Return every entry below exactly as written, minus the pictures.

Point localization data
○ ○ ○ ○

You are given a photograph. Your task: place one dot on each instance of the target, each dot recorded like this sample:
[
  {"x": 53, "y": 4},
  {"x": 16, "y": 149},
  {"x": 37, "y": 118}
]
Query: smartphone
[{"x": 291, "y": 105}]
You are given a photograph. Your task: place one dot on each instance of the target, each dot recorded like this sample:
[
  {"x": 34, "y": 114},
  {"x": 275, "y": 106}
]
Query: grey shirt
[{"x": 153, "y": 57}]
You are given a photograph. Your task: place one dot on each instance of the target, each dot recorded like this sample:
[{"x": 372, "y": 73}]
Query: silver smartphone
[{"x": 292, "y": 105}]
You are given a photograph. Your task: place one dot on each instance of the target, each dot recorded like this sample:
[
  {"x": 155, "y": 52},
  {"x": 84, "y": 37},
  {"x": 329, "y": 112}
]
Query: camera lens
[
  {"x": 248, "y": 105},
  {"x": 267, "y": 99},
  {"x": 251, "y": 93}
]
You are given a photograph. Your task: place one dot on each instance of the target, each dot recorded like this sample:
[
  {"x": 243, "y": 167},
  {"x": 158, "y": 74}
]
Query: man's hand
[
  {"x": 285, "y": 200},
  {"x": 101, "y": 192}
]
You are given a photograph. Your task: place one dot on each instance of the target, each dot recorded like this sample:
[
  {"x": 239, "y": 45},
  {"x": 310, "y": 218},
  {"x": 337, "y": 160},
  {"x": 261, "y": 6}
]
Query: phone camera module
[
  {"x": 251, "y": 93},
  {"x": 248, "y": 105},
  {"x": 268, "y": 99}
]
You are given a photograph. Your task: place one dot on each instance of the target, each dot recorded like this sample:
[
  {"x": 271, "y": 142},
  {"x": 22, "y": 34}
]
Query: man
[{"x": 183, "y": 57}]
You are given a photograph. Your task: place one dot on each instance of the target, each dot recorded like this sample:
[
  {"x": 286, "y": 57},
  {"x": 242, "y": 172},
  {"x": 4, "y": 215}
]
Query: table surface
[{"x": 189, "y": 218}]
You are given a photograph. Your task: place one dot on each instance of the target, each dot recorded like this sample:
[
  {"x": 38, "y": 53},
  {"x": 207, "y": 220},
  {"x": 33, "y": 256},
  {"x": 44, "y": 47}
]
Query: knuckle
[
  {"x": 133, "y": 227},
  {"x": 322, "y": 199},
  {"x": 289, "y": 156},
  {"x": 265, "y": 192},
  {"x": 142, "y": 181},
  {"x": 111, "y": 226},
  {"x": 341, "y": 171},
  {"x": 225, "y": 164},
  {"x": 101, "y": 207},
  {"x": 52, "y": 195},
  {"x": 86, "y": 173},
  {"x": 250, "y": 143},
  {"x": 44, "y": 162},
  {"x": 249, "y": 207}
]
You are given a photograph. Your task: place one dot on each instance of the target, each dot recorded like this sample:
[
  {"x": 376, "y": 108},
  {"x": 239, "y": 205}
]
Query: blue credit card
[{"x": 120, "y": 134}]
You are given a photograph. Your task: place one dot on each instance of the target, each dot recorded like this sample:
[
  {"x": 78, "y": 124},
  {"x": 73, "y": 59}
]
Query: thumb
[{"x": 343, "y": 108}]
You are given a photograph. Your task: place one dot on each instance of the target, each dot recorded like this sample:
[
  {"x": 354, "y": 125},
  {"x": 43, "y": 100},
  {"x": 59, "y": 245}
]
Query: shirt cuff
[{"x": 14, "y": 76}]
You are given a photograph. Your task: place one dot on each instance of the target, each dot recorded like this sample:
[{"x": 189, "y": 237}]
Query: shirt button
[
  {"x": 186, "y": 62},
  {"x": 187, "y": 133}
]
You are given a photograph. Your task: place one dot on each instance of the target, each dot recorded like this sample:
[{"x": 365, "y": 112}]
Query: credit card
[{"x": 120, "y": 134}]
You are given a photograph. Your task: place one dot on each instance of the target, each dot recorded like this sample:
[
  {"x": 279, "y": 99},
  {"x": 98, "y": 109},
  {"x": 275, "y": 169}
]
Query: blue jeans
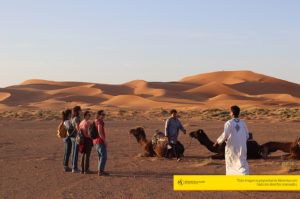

○ ○ ○ ○

EXERCISE ANSWER:
You are given a photograph. Your task: place one dot on each instance of the target, each dot recorded like this sample:
[
  {"x": 53, "y": 4},
  {"x": 16, "y": 149},
  {"x": 37, "y": 118}
]
Query: smartphone
[{"x": 291, "y": 105}]
You are given a photograph. Your task: place one dot on each instance of the target, each dot recorded like this sample:
[
  {"x": 34, "y": 114},
  {"x": 275, "y": 106}
]
Query: grey shirt
[{"x": 153, "y": 57}]
You are given a photograph. Your task: place one dot on each instance of the target, each dot recorded like this sample:
[{"x": 372, "y": 73}]
Query: silver smartphone
[{"x": 292, "y": 105}]
You are given a photograph. Your task: place one dot on each instance of the target, each dot recorded like this sample:
[
  {"x": 155, "y": 52},
  {"x": 84, "y": 37},
  {"x": 329, "y": 112}
]
Query: camera lens
[
  {"x": 248, "y": 105},
  {"x": 267, "y": 99},
  {"x": 251, "y": 93}
]
You are given a photograph. Your task: place one dot on each instance of the target, each dot recorded like this sample:
[
  {"x": 243, "y": 167},
  {"x": 158, "y": 74}
]
Query: man's hand
[
  {"x": 285, "y": 200},
  {"x": 101, "y": 192}
]
You are given a photograph. Your task: place one dot on each instance of the target, each dot recorded like this sample:
[
  {"x": 239, "y": 45},
  {"x": 310, "y": 218},
  {"x": 337, "y": 160},
  {"x": 261, "y": 6}
]
Query: phone camera module
[
  {"x": 251, "y": 93},
  {"x": 248, "y": 105},
  {"x": 268, "y": 99}
]
You are given a photograph. Your task: place one dot on each instance of the target, each dot recorded like this sample:
[
  {"x": 271, "y": 142},
  {"x": 22, "y": 34}
]
Query: man
[{"x": 183, "y": 57}]
You are given a photograph. Your task: place one dot on each instance of the target, each dot recorded like this sample:
[
  {"x": 286, "y": 57},
  {"x": 242, "y": 172},
  {"x": 4, "y": 215}
]
Query: table surface
[{"x": 189, "y": 218}]
You are given a photograph. Your task: place one dot on each instance of the target, each dot recorded like this sample:
[
  {"x": 38, "y": 53},
  {"x": 207, "y": 220},
  {"x": 33, "y": 256},
  {"x": 44, "y": 47}
]
Query: knuckle
[
  {"x": 133, "y": 227},
  {"x": 322, "y": 199},
  {"x": 289, "y": 156},
  {"x": 265, "y": 192},
  {"x": 142, "y": 181},
  {"x": 111, "y": 226},
  {"x": 341, "y": 171},
  {"x": 225, "y": 164},
  {"x": 101, "y": 207},
  {"x": 52, "y": 195},
  {"x": 86, "y": 173},
  {"x": 250, "y": 143},
  {"x": 44, "y": 162},
  {"x": 249, "y": 207}
]
You are given a photograph. Your task: place one dot on each instance of the target, each dot recorded like this sample:
[
  {"x": 376, "y": 108},
  {"x": 239, "y": 205}
]
Query: blue credit card
[{"x": 120, "y": 134}]
You are given a photograph. Your task: place one dot on each instance of the target, each dot recorded like this sample:
[
  {"x": 78, "y": 124},
  {"x": 73, "y": 59}
]
Query: thumb
[{"x": 343, "y": 108}]
You are given a photograph. Your task: place one dot on each instance of the target, each dot recorded like this sample:
[
  {"x": 354, "y": 125},
  {"x": 43, "y": 100},
  {"x": 59, "y": 245}
]
Query: shirt cuff
[{"x": 14, "y": 76}]
You are given a photograph. Your task: place one dot on each instance of the target, each dot recorded like this sample:
[{"x": 189, "y": 237}]
Query: shirt button
[
  {"x": 186, "y": 62},
  {"x": 187, "y": 133}
]
You are given a photograph. Your task: place one dot on each instance of the target, each dot recorded like this sample:
[{"x": 365, "y": 112}]
Query: credit card
[{"x": 120, "y": 134}]
You are given a photograph. Your task: place one dot on each instance of the target, each dot recorded like this sample:
[
  {"x": 279, "y": 99},
  {"x": 98, "y": 109},
  {"x": 275, "y": 169}
]
Query: blue jeans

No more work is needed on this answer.